# Task prompt
Each line from the one that contains "box: [481, 295, 584, 369]" down to the last line of the material should be retyped exactly as it stands.

⟨

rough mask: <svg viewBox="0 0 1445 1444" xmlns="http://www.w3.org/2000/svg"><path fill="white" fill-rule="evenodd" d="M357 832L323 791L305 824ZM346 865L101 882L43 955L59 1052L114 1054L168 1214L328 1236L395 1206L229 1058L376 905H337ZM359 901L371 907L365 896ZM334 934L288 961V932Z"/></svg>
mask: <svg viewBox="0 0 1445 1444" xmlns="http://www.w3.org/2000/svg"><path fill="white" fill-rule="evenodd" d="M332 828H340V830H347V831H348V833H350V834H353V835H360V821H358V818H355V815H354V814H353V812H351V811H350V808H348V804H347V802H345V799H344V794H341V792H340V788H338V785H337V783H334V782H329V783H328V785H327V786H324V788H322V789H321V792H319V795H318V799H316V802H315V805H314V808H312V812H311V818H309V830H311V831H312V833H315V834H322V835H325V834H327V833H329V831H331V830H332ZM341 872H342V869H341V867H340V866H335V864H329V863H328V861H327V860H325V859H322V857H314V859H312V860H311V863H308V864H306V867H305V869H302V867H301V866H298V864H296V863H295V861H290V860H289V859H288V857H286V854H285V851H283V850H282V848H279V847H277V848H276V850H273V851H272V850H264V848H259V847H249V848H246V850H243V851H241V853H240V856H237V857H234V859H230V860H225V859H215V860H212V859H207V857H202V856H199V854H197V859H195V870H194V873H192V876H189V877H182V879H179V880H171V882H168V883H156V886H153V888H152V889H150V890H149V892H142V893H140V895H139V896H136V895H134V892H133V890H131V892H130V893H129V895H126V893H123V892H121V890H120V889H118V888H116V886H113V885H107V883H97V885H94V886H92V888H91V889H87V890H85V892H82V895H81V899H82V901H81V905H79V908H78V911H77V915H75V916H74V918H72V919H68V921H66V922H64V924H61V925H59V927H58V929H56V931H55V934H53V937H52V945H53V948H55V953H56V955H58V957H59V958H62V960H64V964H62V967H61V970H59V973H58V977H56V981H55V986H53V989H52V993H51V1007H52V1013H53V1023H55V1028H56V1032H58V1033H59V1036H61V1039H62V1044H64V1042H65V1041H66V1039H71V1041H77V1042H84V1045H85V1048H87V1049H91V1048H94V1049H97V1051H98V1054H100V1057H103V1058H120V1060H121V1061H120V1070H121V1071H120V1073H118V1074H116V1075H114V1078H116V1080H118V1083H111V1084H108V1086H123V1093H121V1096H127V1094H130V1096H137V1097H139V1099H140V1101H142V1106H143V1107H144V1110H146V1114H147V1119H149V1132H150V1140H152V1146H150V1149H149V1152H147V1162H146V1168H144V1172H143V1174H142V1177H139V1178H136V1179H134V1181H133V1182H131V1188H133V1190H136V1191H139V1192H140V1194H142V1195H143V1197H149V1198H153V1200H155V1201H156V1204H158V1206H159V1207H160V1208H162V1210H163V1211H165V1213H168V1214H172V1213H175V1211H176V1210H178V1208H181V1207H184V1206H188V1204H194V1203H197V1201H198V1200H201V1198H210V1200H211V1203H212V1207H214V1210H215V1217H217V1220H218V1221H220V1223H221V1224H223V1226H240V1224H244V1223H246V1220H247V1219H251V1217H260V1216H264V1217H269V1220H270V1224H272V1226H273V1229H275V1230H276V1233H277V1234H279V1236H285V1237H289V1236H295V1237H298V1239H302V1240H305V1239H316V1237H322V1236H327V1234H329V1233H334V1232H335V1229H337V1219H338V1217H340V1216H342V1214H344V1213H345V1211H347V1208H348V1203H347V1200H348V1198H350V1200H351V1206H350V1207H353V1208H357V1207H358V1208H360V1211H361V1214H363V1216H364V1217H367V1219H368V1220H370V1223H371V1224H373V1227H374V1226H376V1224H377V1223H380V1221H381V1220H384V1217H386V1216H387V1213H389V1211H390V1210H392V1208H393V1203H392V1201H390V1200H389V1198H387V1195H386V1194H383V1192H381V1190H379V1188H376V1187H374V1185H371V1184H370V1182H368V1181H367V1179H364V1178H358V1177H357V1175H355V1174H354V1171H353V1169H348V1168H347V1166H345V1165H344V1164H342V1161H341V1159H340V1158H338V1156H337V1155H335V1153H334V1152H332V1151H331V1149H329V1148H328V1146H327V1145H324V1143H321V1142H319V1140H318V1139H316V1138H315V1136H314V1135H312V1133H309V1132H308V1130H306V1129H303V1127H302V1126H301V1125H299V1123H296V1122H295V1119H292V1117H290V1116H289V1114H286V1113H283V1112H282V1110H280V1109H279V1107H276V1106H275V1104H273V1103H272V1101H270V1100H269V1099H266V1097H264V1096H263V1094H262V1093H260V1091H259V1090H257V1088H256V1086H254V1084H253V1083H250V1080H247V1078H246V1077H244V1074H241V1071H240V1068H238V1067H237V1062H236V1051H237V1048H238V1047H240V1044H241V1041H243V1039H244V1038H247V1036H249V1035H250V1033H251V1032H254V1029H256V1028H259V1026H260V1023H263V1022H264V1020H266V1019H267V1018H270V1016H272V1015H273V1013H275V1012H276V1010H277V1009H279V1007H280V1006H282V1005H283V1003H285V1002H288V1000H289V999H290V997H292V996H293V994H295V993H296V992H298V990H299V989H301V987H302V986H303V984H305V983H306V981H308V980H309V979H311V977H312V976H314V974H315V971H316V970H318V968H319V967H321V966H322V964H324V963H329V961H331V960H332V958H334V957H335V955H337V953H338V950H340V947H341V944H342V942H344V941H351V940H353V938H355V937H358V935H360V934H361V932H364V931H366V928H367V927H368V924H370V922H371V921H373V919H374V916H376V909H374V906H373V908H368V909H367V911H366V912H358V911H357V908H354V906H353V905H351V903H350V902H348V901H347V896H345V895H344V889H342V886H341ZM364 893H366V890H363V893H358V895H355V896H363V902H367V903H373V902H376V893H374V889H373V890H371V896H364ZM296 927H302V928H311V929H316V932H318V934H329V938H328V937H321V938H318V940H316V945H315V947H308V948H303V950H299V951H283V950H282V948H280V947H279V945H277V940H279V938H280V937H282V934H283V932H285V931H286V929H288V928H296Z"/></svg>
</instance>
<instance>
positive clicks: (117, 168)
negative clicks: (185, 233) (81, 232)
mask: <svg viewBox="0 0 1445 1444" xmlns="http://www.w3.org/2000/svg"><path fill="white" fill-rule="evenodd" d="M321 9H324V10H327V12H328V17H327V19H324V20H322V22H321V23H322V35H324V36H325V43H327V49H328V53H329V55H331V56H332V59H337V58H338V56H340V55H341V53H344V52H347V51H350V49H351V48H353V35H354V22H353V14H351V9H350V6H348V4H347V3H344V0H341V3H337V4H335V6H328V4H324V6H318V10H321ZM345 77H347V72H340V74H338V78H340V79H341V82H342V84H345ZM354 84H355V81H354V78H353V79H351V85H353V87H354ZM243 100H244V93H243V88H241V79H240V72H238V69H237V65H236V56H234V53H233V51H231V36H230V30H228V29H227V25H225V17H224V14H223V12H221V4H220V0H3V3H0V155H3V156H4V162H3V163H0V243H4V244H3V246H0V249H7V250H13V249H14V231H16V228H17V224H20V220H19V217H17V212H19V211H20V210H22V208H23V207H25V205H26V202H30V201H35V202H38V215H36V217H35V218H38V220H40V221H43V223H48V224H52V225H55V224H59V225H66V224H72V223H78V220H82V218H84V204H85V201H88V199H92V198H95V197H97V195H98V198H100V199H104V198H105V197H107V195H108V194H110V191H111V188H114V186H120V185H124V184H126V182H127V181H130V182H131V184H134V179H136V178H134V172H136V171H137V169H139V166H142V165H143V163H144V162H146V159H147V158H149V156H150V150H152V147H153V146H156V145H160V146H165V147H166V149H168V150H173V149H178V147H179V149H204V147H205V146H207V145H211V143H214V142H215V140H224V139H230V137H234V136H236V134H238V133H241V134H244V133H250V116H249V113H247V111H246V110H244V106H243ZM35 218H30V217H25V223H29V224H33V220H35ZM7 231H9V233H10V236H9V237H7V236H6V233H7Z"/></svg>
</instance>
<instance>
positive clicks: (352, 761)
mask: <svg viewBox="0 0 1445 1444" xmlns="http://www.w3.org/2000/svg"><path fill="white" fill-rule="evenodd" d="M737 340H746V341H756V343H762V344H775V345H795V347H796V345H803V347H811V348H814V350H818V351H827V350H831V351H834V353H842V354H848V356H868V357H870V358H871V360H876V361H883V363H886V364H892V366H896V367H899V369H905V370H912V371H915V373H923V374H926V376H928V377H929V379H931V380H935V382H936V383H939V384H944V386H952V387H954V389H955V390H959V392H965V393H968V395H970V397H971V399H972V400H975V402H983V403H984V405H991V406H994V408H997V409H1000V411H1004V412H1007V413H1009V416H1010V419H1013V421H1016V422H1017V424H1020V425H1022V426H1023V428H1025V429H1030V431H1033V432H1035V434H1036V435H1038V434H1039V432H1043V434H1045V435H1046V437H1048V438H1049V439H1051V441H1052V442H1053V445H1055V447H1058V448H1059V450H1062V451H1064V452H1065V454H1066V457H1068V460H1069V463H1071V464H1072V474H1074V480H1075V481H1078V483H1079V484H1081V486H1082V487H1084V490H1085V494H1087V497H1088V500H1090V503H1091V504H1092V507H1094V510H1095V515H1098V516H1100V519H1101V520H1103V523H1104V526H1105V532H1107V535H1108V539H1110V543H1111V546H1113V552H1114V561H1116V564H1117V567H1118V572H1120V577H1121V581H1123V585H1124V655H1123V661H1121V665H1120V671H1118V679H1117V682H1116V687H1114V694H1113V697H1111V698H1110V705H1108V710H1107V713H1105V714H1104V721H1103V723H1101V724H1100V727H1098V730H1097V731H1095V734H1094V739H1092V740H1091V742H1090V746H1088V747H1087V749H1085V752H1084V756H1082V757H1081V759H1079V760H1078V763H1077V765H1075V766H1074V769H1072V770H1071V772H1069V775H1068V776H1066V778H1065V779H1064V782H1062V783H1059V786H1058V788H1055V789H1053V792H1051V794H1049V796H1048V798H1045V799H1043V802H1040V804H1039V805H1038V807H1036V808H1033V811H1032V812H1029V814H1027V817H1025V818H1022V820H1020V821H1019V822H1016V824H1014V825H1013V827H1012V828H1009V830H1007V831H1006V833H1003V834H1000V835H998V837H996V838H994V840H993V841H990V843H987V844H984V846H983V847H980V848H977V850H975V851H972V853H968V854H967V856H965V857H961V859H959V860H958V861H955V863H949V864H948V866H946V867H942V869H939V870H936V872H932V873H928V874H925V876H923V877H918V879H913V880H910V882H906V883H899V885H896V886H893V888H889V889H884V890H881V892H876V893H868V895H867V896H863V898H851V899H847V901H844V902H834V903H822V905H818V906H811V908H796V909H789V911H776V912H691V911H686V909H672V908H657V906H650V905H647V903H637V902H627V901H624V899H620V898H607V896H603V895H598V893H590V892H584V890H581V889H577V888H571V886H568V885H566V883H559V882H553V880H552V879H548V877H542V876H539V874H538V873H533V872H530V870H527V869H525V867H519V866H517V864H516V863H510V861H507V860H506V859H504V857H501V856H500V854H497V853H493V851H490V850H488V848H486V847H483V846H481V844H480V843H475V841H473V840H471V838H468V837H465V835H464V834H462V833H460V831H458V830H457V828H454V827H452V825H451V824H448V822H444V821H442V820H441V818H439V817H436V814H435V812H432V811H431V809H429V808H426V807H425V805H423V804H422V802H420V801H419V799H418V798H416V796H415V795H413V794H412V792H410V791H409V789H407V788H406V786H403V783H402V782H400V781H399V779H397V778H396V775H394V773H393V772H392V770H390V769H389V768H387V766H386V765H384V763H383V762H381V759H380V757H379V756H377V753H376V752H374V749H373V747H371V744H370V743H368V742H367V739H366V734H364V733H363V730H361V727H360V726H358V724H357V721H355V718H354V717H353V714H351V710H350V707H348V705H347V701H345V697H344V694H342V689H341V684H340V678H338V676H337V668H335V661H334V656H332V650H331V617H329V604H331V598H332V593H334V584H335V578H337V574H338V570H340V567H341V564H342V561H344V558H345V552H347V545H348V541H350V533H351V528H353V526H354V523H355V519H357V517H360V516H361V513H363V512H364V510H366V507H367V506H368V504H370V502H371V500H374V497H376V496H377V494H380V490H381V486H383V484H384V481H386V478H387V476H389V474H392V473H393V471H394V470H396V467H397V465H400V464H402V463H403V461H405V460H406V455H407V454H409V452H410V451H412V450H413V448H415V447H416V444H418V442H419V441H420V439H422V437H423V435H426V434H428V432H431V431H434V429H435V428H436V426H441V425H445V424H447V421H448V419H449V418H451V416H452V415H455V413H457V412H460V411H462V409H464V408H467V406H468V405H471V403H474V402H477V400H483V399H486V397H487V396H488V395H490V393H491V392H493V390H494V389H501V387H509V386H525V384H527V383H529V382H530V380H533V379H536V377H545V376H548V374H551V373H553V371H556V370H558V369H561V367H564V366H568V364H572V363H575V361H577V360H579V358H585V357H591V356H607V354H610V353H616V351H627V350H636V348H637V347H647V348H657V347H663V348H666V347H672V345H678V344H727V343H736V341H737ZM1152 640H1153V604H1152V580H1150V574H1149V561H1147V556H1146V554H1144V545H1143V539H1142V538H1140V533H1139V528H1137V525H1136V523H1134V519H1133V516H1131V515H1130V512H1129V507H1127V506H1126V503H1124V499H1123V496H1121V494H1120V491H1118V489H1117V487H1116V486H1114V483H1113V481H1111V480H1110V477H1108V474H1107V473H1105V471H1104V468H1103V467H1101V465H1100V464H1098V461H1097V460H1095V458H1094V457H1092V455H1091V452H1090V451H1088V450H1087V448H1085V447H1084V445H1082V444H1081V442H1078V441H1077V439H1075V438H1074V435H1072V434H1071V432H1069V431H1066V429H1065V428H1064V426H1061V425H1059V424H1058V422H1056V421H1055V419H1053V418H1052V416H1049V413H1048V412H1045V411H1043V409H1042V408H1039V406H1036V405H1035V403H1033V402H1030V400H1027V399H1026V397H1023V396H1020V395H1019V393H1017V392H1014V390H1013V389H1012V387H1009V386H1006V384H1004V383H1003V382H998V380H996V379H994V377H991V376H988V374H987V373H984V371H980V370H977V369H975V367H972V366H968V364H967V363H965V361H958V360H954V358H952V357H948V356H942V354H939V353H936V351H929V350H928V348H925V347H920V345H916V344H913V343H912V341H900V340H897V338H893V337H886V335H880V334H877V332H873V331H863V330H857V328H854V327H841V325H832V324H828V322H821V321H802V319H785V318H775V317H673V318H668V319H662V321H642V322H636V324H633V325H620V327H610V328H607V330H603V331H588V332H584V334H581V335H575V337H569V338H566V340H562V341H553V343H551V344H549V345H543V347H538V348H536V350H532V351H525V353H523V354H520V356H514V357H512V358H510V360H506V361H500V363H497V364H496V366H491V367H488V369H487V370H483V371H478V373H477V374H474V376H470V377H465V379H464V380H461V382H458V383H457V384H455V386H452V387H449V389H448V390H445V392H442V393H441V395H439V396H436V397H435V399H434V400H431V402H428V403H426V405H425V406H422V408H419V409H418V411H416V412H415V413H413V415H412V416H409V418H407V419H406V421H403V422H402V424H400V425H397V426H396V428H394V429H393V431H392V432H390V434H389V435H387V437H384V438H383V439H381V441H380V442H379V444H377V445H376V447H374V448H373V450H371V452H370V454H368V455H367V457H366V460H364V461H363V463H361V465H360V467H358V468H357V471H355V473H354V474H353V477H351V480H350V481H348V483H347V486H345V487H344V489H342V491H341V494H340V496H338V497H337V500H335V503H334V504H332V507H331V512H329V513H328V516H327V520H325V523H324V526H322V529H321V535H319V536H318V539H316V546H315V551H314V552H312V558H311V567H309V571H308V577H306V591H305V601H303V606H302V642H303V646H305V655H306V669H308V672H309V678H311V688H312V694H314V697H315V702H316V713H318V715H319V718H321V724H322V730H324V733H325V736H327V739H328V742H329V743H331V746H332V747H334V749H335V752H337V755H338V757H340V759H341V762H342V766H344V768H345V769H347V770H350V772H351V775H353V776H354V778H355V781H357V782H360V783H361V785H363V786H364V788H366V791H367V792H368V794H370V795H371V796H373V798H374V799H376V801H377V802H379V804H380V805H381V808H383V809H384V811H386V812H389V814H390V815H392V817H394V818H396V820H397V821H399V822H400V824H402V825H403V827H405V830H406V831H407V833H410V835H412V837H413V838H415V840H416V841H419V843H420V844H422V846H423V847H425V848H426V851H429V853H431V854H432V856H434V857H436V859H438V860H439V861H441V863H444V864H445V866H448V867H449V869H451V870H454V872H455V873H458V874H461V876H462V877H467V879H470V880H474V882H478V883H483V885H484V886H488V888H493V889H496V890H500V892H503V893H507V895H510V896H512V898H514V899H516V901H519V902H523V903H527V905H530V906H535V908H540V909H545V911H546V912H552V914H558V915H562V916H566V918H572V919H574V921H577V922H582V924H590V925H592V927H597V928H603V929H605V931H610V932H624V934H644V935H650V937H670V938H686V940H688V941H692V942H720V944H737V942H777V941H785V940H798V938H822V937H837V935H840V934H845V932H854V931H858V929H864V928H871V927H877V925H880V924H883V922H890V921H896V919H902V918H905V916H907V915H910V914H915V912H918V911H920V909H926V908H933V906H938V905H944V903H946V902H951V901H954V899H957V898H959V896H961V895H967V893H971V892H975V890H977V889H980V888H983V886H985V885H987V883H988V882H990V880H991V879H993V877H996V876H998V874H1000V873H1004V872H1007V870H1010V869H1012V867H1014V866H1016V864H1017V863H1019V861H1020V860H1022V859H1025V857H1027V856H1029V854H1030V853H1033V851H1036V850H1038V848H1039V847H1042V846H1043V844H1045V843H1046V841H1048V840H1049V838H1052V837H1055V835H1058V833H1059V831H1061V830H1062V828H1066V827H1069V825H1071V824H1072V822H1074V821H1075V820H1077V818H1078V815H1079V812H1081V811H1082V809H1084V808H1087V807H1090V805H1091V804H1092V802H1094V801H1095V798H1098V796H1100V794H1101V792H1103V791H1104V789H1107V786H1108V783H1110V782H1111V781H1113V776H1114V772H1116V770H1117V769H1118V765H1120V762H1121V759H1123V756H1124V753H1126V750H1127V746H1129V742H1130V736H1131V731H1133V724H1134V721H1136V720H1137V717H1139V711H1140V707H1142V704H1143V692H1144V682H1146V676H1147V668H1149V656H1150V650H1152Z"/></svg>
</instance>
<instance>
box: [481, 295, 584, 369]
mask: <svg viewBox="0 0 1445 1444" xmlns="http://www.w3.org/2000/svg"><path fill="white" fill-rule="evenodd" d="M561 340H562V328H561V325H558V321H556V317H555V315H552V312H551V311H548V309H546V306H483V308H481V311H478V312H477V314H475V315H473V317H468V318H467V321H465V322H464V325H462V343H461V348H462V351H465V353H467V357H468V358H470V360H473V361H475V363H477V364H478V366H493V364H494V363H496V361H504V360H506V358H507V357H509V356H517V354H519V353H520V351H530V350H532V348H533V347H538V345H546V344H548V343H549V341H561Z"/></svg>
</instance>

⟩

# Solution below
box: [481, 295, 584, 369]
mask: <svg viewBox="0 0 1445 1444" xmlns="http://www.w3.org/2000/svg"><path fill="white" fill-rule="evenodd" d="M561 340H562V328H561V325H558V321H556V317H555V315H552V312H551V311H548V309H546V306H483V308H481V311H478V312H477V314H475V315H473V317H468V318H467V321H465V322H464V325H462V343H461V348H462V351H465V353H467V357H468V358H470V360H473V361H475V363H477V364H478V366H493V364H494V363H496V361H504V360H506V358H507V357H509V356H517V354H519V353H520V351H530V350H532V348H533V347H538V345H546V344H548V343H549V341H561Z"/></svg>
</instance>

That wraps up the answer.